Problem statement: Set down the line that contains "point: grass verge, one" and every line after it to the end of the entries, exactly as they stand and nothing more.

Data for this exercise:
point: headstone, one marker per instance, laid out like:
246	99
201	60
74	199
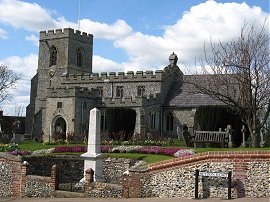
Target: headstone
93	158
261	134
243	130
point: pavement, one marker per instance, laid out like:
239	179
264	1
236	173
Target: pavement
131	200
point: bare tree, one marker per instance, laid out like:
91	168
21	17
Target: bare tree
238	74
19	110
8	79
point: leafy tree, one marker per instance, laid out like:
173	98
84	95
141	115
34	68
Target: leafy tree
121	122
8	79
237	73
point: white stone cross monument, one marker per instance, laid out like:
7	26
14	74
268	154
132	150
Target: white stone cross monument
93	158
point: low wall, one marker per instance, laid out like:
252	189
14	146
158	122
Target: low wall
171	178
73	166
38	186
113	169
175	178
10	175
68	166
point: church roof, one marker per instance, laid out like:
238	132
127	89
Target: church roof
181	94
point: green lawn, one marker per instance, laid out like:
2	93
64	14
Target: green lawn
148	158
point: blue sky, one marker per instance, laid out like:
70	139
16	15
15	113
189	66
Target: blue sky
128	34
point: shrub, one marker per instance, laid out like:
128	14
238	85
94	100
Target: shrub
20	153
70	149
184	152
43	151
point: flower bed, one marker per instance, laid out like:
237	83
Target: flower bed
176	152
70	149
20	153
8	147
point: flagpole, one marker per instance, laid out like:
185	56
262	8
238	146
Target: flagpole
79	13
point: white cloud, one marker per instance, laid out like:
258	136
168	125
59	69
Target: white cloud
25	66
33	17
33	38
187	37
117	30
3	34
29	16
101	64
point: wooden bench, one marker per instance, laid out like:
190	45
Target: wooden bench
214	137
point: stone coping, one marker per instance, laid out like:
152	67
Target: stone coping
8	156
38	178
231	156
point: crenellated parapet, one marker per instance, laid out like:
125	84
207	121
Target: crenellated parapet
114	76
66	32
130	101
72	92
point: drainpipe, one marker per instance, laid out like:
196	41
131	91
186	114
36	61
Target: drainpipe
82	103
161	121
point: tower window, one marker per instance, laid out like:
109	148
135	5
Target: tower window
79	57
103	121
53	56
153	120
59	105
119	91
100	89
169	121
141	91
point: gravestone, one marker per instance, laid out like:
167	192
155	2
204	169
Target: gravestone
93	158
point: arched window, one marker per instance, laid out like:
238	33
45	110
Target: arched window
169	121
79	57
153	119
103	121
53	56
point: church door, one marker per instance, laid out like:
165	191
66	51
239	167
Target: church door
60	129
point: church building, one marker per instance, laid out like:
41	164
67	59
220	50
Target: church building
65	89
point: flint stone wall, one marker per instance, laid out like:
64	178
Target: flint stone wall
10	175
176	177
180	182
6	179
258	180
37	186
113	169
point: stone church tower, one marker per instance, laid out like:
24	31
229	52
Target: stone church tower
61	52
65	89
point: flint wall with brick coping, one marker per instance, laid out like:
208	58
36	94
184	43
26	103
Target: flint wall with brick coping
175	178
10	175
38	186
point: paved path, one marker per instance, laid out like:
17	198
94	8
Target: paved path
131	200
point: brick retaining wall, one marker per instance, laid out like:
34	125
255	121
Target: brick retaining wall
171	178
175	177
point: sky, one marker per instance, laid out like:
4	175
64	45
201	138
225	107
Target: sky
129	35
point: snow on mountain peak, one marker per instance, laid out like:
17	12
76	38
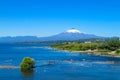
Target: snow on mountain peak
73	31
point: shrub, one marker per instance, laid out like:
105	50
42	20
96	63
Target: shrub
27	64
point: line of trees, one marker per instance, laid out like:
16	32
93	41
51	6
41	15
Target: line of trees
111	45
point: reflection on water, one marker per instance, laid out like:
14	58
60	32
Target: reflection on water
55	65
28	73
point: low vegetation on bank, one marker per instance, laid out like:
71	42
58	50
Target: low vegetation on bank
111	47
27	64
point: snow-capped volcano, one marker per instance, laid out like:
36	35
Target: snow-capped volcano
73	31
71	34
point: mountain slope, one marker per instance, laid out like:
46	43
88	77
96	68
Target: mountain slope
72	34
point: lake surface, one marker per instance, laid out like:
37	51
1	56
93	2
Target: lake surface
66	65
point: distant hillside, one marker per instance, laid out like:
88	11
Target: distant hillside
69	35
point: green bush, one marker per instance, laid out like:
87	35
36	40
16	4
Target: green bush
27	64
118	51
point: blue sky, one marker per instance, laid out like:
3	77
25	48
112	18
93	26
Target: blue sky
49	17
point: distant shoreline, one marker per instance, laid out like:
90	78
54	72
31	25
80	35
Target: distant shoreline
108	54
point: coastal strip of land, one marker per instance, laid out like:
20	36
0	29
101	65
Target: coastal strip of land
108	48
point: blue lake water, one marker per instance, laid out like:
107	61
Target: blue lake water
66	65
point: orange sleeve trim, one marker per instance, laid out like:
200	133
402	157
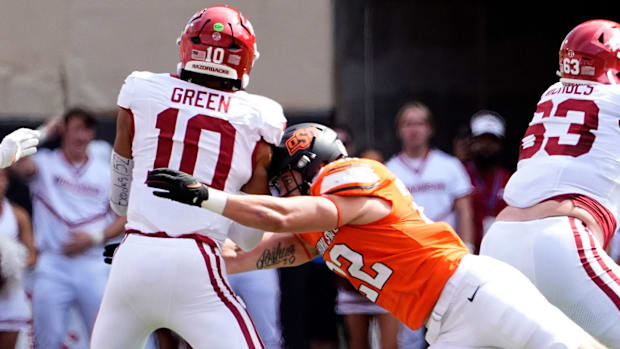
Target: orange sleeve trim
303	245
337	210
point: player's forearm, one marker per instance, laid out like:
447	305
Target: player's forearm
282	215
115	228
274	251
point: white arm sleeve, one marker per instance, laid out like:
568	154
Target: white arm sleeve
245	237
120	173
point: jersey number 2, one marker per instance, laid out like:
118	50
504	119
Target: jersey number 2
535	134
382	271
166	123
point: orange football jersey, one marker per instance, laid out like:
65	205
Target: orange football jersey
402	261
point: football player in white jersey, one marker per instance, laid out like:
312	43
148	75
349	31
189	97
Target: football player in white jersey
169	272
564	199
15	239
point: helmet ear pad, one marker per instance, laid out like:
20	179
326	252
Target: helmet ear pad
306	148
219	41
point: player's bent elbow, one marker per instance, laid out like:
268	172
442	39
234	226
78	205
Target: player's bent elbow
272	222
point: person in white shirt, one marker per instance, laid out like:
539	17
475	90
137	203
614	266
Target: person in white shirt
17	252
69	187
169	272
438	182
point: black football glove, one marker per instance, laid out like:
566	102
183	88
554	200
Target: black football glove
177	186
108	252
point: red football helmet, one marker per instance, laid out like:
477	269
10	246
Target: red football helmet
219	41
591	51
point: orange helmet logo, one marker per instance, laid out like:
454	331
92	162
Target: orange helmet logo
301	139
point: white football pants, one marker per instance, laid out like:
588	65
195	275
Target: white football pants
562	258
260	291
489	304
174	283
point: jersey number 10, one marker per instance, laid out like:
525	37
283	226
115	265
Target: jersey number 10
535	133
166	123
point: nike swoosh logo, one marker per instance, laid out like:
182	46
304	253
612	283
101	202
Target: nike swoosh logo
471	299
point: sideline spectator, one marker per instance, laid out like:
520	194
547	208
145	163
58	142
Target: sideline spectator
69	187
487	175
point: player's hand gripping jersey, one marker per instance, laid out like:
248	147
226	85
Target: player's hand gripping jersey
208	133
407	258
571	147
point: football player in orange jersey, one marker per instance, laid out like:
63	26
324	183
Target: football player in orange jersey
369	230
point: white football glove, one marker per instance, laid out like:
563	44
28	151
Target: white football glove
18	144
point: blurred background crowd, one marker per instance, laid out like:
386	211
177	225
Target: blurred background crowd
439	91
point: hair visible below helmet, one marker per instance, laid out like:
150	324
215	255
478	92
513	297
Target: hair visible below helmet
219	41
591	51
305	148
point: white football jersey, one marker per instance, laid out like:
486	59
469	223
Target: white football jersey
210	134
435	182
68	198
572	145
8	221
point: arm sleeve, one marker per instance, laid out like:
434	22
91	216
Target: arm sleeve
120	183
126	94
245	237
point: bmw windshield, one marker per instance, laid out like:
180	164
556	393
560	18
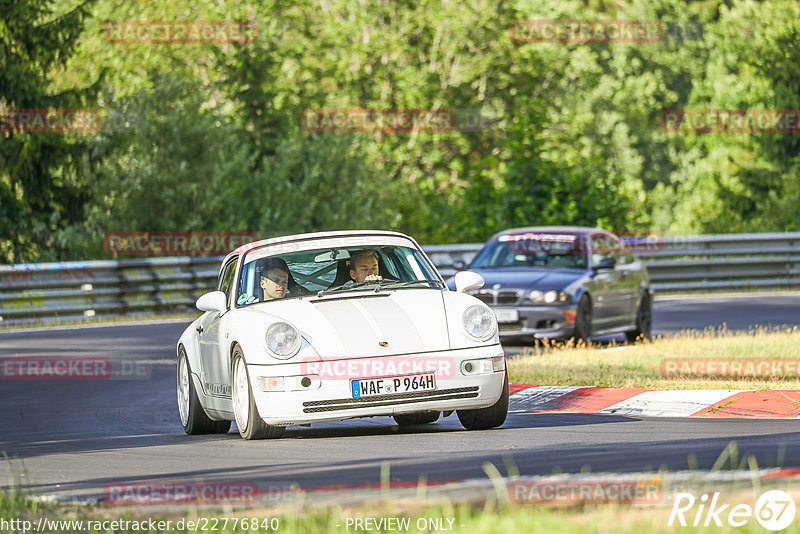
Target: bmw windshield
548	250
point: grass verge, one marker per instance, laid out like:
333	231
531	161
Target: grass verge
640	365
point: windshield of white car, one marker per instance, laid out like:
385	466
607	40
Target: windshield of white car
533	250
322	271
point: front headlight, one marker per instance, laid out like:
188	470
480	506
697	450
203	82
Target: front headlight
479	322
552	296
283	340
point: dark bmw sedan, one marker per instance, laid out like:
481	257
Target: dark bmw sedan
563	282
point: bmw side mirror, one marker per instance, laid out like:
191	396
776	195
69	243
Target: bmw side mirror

Solution for this problem:
point: grass verge, one marker per instance, laid out like:
333	231
531	161
Target: grass verge
640	365
point: windshield of white car, one marker per instance, laid out like:
385	466
607	40
Target: windshield of white car
533	250
322	271
point: front headlight, one marker per instance, laid out like:
188	470
480	506
697	450
203	82
Target: front headlight
479	322
552	296
283	340
point: dark bmw sedan, one marker per instance, laid out like:
481	257
Target: dark bmw sedan
563	282
point: bmw side mirror, one marker per instance, laid out like:
191	396
776	195
69	243
Target: bmw side mirror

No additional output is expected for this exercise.